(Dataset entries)

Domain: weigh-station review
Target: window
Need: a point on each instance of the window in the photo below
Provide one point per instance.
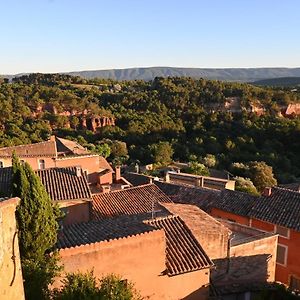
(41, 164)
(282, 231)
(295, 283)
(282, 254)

==

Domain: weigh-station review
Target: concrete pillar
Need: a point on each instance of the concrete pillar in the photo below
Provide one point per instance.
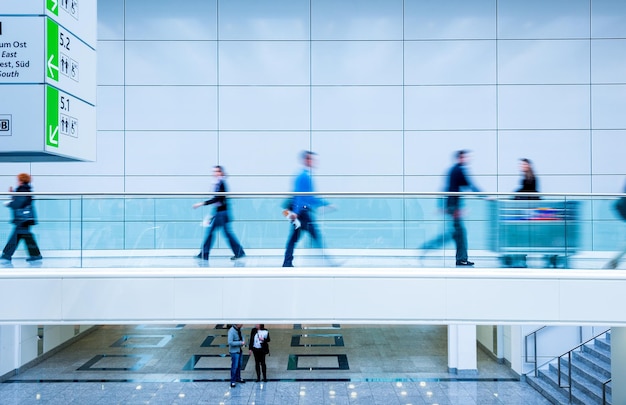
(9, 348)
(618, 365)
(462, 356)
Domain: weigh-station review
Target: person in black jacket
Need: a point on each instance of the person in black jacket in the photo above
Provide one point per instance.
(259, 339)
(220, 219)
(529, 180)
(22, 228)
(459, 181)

WORK INSTRUCTIONS: What lines above run from the one with "Target: concrete pillar" to the one with "Need: a point on each instance of the person"? Give them again exactly, ends included, and leave the pictures out.

COMPLETED TASK:
Target: concrete pillar
Need: a point on each instance of the concrete pillar in the photo below
Provide one point per instance.
(9, 348)
(618, 365)
(462, 356)
Domain: weigh-station review
Target: person in black jacket
Need: a point on each instance of the person in black jacket in the photo above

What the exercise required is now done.